AIM OF THE EXERCISE
Turn every line of the records below into a JSON list of strings, one string per line, with blank lines skipped. Leave the pictures out of the list.

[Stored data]
::::::::::
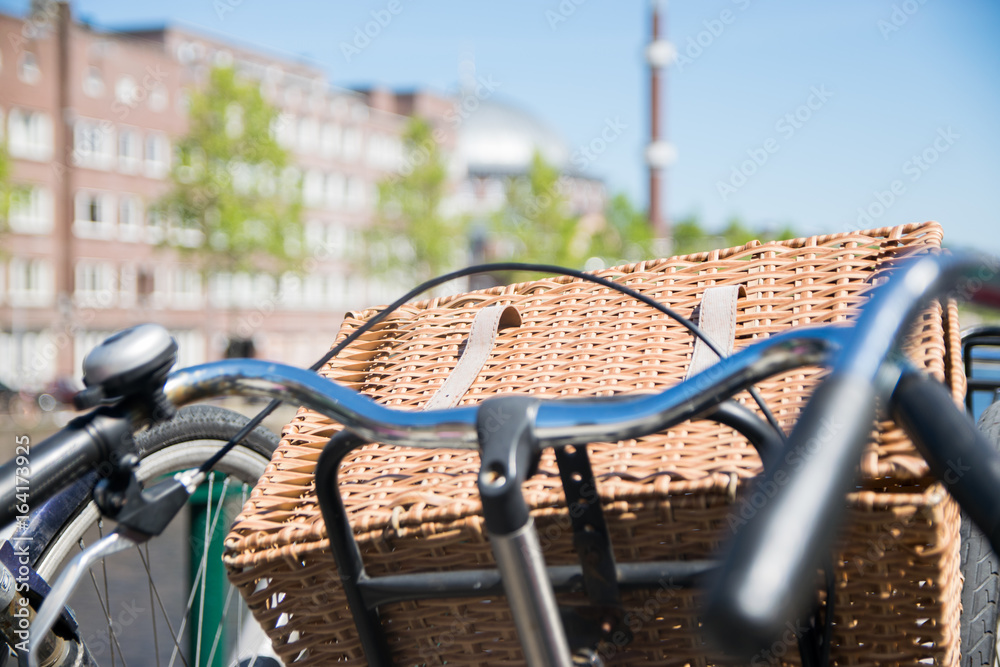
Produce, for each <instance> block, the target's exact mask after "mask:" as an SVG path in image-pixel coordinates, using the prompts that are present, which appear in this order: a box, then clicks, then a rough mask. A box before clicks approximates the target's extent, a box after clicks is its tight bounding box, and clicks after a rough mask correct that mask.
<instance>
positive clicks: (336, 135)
mask: <svg viewBox="0 0 1000 667" xmlns="http://www.w3.org/2000/svg"><path fill="white" fill-rule="evenodd" d="M319 146H320V148H319V149H320V152H321V153H322V155H323V157H334V156H336V155H337V153H339V152H340V126H339V125H337V124H336V123H327V124H325V125H324V126H323V129H322V131H321V132H320V138H319Z"/></svg>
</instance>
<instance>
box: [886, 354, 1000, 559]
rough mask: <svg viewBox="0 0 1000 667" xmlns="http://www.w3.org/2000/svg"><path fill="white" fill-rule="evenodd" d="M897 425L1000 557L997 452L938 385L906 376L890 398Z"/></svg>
mask: <svg viewBox="0 0 1000 667" xmlns="http://www.w3.org/2000/svg"><path fill="white" fill-rule="evenodd" d="M892 412H893V416H894V417H895V419H896V421H898V422H899V423H900V425H901V426H902V427H903V428H904V429H906V433H907V434H908V435H909V436H910V438H911V439H912V440H913V443H914V444H915V445H916V446H917V449H919V450H920V453H921V454H922V455H923V456H924V458H925V459H927V463H928V465H929V466H930V468H931V472H932V473H934V476H935V477H937V478H938V479H939V480H941V481H942V482H944V484H945V486H947V487H948V492H949V493H951V495H952V496H953V497H954V498H955V500H957V501H958V504H959V505H961V506H962V509H963V510H964V511H965V513H966V514H967V515H968V516H969V518H970V519H972V521H973V523H975V524H976V525H977V526H979V529H980V530H982V531H983V534H985V535H986V537H987V539H989V541H990V546H991V547H993V551H994V552H995V553H998V554H1000V502H997V500H998V494H1000V453H998V452H997V450H996V446H995V445H994V444H993V443H992V442H990V440H989V439H988V438H987V437H986V436H985V435H983V434H982V433H981V432H980V431H979V429H977V428H976V425H975V424H973V423H972V420H971V419H970V418H969V416H968V415H967V414H966V413H965V412H964V411H963V410H961V409H960V408H959V407H958V406H957V405H956V404H955V401H954V398H953V397H952V395H951V392H950V391H949V390H948V389H947V388H946V387H945V386H944V385H942V384H941V383H940V382H937V381H936V380H934V379H932V378H929V377H927V376H926V375H924V374H922V373H917V372H907V373H906V374H904V376H903V377H902V378H901V379H900V381H899V384H898V385H897V386H896V391H895V392H894V393H893V395H892Z"/></svg>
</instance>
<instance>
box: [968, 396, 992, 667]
mask: <svg viewBox="0 0 1000 667" xmlns="http://www.w3.org/2000/svg"><path fill="white" fill-rule="evenodd" d="M979 429H980V430H981V431H982V432H983V433H985V434H986V435H987V437H989V439H990V440H991V441H992V442H993V443H994V445H996V447H997V449H998V450H1000V402H998V403H994V404H993V405H991V406H989V407H988V408H987V409H986V410H985V411H983V414H982V416H981V417H980V419H979ZM961 535H962V546H961V550H962V551H961V568H962V576H963V577H964V578H965V582H964V583H963V584H962V632H961V641H962V666H963V667H969V666H970V665H971V666H972V667H993V662H994V660H995V659H996V648H997V621H998V611H1000V607H998V596H1000V556H998V555H997V554H995V553H993V549H991V548H990V543H989V540H987V539H986V536H985V535H983V533H982V531H980V530H979V528H978V527H976V525H975V524H973V523H972V522H971V521H970V520H969V518H968V517H967V516H965V513H963V514H962V530H961Z"/></svg>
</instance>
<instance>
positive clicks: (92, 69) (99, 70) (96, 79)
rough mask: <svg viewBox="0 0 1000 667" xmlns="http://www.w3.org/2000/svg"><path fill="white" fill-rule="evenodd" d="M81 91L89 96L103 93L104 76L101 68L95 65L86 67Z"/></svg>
mask: <svg viewBox="0 0 1000 667" xmlns="http://www.w3.org/2000/svg"><path fill="white" fill-rule="evenodd" d="M83 92H84V93H85V94H87V95H88V96H89V97H101V96H102V95H104V77H103V76H102V75H101V70H100V69H98V68H96V67H88V68H87V72H86V73H85V74H84V75H83Z"/></svg>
::::::::::
RESULT
[
  "Produce, for each <instance> block, the target's exact mask after \"mask:\" as an SVG path in image-pixel coordinates, using the prompts that are present, which appear in this order: a box, then clicks, then a rough mask. A box before clicks approximates the target's extent, a box after clicks is its tight bounding box, and clicks after a rough mask correct that mask.",
  "<instance>",
  "positive clicks: (336, 135)",
  "mask: <svg viewBox=\"0 0 1000 667\" xmlns=\"http://www.w3.org/2000/svg\"><path fill=\"white\" fill-rule=\"evenodd\" d=\"M319 146H320V148H319V149H320V152H321V153H322V155H323V157H334V156H336V155H337V153H339V152H340V126H339V125H337V124H336V123H327V124H325V125H324V126H323V129H322V131H321V132H320V138H319Z\"/></svg>",
  "</instance>",
  "<instance>",
  "box: [886, 354, 1000, 559]",
  "rough mask: <svg viewBox=\"0 0 1000 667\" xmlns=\"http://www.w3.org/2000/svg\"><path fill=\"white\" fill-rule=\"evenodd\" d=\"M897 425L1000 557L997 452L938 385L906 376L890 398Z\"/></svg>",
  "mask: <svg viewBox=\"0 0 1000 667\" xmlns=\"http://www.w3.org/2000/svg\"><path fill=\"white\" fill-rule=\"evenodd\" d=\"M892 412H893V416H894V417H895V419H896V421H898V422H899V423H900V425H901V426H902V427H903V428H904V429H906V433H907V434H908V435H909V436H910V438H911V439H912V440H913V443H914V444H915V445H916V446H917V449H919V450H920V453H921V454H922V455H923V456H924V458H925V459H927V463H928V465H929V466H930V468H931V472H932V473H934V476H935V477H937V478H938V479H939V480H941V481H942V482H944V484H945V486H947V487H948V492H949V493H951V495H952V496H953V497H954V498H955V500H957V501H958V504H959V505H961V506H962V509H963V510H964V511H965V513H966V514H967V515H968V516H969V518H970V519H972V521H973V523H975V524H976V525H977V526H979V529H980V530H982V531H983V534H985V535H986V537H987V539H989V541H990V546H991V547H993V551H994V552H995V553H998V554H1000V502H997V500H998V494H1000V453H998V452H997V450H996V446H995V445H994V444H993V443H992V442H990V440H989V439H988V438H987V437H986V436H985V435H983V434H982V433H981V432H980V431H979V429H977V428H976V425H975V424H973V423H972V420H971V419H970V418H969V416H968V415H967V414H966V413H965V412H964V411H963V410H961V409H960V408H959V407H958V406H957V405H956V404H955V401H954V398H953V397H952V395H951V392H950V391H949V390H948V389H947V388H946V387H945V386H944V385H942V384H941V383H940V382H937V381H936V380H934V379H932V378H929V377H927V376H926V375H924V374H922V373H917V372H907V373H906V374H904V376H903V377H902V378H901V379H900V381H899V384H898V385H897V386H896V391H895V392H894V393H893V395H892Z\"/></svg>",
  "</instance>",
  "<instance>",
  "box: [968, 396, 992, 667]",
  "mask: <svg viewBox=\"0 0 1000 667\" xmlns=\"http://www.w3.org/2000/svg\"><path fill=\"white\" fill-rule=\"evenodd\" d=\"M979 429H980V430H981V431H982V432H983V433H985V434H986V435H987V437H989V439H990V440H991V441H992V442H993V443H994V445H996V447H997V449H998V450H1000V402H998V403H994V404H993V405H991V406H989V407H988V408H987V409H986V410H985V411H983V414H982V416H981V417H980V419H979ZM961 535H962V546H961V550H962V551H961V568H962V576H963V577H964V578H965V582H964V583H963V584H962V632H961V641H962V666H963V667H969V666H970V665H971V666H972V667H993V662H994V660H995V659H996V648H997V621H998V611H1000V607H998V596H1000V556H998V555H997V554H995V553H993V549H991V548H990V543H989V540H987V539H986V536H985V535H983V533H982V531H980V530H979V528H978V527H976V525H975V524H973V523H972V522H971V521H970V520H969V518H968V517H967V516H965V513H963V514H962V530H961Z\"/></svg>",
  "</instance>",
  "<instance>",
  "positive clicks: (92, 69) (99, 70) (96, 79)",
  "rough mask: <svg viewBox=\"0 0 1000 667\" xmlns=\"http://www.w3.org/2000/svg\"><path fill=\"white\" fill-rule=\"evenodd\" d=\"M81 91L89 96L103 93L104 76L101 68L95 65L86 67Z\"/></svg>",
  "mask: <svg viewBox=\"0 0 1000 667\" xmlns=\"http://www.w3.org/2000/svg\"><path fill=\"white\" fill-rule=\"evenodd\" d=\"M83 92H84V93H85V94H87V95H88V96H89V97H101V96H102V95H104V77H103V76H102V75H101V70H100V69H98V68H96V67H88V68H87V72H86V73H85V74H84V75H83Z\"/></svg>"
]